## Trecho do documento
<<<<

Segundo a diretora do Decit, os resultados do modelo de descentralização implantado no SUS apontam que, embora avanços possam ser observados, permanecem problemas relativos à iniquidade, à intensa fragmentação e à desorganização de serviços de saúde por causa de milhares de "sistemas locais isolados" existentes. Ana Luiza apontou também o início de um novo ciclo formado após o Pacto pela Saúde, destacando a regionalização, a negociação e a pactuação intergovernamental nos processos de organização político-territorial do SUS, a atualização dos instrumentos de planejamento da Norma Operacional de Assistência à Saúde (Noas) e a ampliação da visão da regionalização para além da assistência à saúde, a incorporação da diversidade territorial, com ênfase na condução e adaptação estadual nos processos de descentralização e regionalização do SUS, a valorização das esferas estaduais e municipais e a criação de novas instâncias de coordenação federativa nos estados – Colegiados de Gestão Regional (CGR).
Ana Luiza explicou que a importância adquirida pelas instâncias estaduais no contexto do Pacto pela Saúde, associada à diversidade territorial do Brasil, sugeriu algumas questões de investigação, como, por exemplo, quais fatores condicionantes da regionalização em curso nos estados explicam a diversidade de situações encontradas, entre muitas outras questões. Em seguida, a organizadora do livro Regionalização e relações federativas na política de saúde do Brasil ressaltou que o principal objetivo da pesquisa foi analisar os processos de regionalização da saúde nos estados brasileiros, com ênfase nos condicionantes e nas mudanças introduzidas nos sistemas de saúde, além de identificar a dinâmica de funcionamento das Comissões Intergestores Bipartites (CIBs) e seu papel nos processos de regionalização nos estados.
"Regionalização é um processo que envolve distribuição de poder e o estabelecimento de um sistema de inter-relações entre diferentes atores sociais (governos, organizações públicas e privadas, cidadãos) no espaço geográfico; criação de estratégias e instrumentos de planejamento, integração, coordenação, regulação e financiamento de uma rede de ações e serviços de saúde no território; incorporação de elementos e diferenciação e diversidade socioespacial na formulação e implementação de políticas de saúde e a integração de diversos campos da atenção à saúde; e a articulação de políticas econômicas e sociais voltadas para o desenvolvimento e redução das desigualdades territoriais", explicou a diretora do Decit.
Apontando os resultados da pesquisa, a diretora abordou o contexto nacional – institucionalidade da política social. Ana afirmou que a institucionalidade influencia e é influenciada por contextos específicos em um processo dinâmico. Segundo ela, a institucionalidade da política social é dividida em três categorias: liberal, transição e não desenvolvimentista, em que cada uma delas compreende um período, uma política social e uma política de saúde. Ana apresentou também os resultados com relação à tipologia das regiões de saúde (CGR), o perfil socioeconômico e as características da rede de serviços de saúde.

>>>>

## Dados fornecidos
<<<<

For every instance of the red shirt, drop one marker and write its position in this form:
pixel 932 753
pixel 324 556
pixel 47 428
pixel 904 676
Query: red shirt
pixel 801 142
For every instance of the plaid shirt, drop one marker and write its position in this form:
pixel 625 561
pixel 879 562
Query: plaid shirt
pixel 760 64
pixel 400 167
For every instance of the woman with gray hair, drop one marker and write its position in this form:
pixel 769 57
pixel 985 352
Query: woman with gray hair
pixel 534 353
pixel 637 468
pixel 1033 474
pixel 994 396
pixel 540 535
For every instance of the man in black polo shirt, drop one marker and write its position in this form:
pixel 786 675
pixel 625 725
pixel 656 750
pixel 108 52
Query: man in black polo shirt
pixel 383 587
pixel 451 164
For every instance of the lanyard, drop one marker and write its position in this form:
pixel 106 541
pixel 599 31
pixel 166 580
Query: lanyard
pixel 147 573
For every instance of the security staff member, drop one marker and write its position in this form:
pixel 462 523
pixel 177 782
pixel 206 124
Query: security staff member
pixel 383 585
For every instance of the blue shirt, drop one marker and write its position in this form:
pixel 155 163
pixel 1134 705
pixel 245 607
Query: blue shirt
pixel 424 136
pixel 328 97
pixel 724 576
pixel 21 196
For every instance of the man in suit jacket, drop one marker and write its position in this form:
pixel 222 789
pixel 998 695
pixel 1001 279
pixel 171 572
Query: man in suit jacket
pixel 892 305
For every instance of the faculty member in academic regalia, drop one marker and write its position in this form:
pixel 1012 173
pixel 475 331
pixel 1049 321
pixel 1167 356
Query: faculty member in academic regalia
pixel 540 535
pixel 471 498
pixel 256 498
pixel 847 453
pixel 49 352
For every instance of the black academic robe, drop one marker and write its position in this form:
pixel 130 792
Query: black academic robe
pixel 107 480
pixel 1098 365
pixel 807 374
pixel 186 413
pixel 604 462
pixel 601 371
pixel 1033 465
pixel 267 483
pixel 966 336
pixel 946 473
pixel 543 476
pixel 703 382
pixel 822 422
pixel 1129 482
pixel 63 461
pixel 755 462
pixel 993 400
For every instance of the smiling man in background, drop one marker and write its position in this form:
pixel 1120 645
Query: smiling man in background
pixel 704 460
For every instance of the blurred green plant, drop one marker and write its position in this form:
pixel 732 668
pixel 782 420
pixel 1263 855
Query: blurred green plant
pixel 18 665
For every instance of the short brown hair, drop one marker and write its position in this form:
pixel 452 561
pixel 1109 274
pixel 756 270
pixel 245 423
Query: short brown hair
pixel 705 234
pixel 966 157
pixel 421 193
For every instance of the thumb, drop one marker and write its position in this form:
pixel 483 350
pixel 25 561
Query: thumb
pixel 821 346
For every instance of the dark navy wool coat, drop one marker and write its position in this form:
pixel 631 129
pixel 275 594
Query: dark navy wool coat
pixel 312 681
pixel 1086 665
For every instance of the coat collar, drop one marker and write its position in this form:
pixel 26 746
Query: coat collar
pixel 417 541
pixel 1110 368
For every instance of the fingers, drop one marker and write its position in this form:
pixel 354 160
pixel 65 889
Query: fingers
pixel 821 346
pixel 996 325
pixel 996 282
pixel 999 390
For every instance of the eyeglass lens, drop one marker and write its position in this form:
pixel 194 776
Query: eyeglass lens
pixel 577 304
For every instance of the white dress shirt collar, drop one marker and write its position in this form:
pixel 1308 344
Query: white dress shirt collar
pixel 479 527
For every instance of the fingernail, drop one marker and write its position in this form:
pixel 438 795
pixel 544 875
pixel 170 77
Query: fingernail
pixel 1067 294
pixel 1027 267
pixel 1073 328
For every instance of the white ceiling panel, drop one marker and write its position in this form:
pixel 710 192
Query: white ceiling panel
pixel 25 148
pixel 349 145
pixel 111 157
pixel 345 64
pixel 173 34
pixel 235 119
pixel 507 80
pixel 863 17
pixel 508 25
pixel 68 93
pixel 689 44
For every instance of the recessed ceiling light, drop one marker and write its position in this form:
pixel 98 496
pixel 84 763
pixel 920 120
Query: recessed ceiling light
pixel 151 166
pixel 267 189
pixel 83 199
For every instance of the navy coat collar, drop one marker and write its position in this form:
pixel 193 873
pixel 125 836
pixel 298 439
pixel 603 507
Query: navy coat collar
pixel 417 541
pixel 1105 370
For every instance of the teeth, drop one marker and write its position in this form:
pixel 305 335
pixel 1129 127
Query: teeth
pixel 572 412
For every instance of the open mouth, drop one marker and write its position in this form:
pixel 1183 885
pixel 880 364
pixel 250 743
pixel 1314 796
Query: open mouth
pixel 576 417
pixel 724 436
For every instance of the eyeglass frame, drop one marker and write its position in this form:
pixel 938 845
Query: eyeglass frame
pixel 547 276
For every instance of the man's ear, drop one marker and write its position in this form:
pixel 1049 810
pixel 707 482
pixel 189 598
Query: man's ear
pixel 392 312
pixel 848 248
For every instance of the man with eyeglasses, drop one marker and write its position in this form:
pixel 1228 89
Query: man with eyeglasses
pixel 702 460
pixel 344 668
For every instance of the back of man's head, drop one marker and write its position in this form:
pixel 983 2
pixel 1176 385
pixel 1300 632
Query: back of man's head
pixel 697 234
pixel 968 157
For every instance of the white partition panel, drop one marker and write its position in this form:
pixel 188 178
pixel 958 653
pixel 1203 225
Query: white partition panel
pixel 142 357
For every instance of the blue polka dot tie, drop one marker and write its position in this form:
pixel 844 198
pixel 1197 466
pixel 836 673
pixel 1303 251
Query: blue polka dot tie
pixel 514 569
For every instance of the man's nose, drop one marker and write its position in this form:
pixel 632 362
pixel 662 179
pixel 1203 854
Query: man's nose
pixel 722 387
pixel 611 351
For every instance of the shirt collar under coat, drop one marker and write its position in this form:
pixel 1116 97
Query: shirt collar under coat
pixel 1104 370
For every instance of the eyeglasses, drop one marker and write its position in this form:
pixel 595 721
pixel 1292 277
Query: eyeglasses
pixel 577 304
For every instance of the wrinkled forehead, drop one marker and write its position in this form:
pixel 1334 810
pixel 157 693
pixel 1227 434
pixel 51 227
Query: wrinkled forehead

>>>>

## O que se pede
Atualize o trecho sobre a regionalização da saúde, começando em "Ana Luiza explicou" e terminando em "regionalização nos estados.", com "principal objetivo" trocado por "objetivo central". As linhas não são necessárias aqui.

## Resposta à tarefa
Ana Luiza explicou que a importância adquirida pelas instâncias estaduais no contexto do Pacto pela Saúde, associada à diversidade territorial do Brasil, sugeriu algumas questões de investigação, como, por exemplo, quais fatores condicionantes da regionalização em curso nos estados explicam a diversidade de situações encontradas, entre muitas outras questões. Em seguida, a organizadora do livro Regionalização e relações federativas na política de saúde do Brasil ressaltou que o objetivo central da pesquisa foi analisar os processos de regionalização da saúde nos estados brasileiros, com ênfase nos condicionantes e nas mudanças introduzidas nos sistemas de saúde, além de identificar a dinâmica de funcionamento das Comissões Intergestores Bipartites (CIBs) e seu papel nos processos de regionalização nos estados.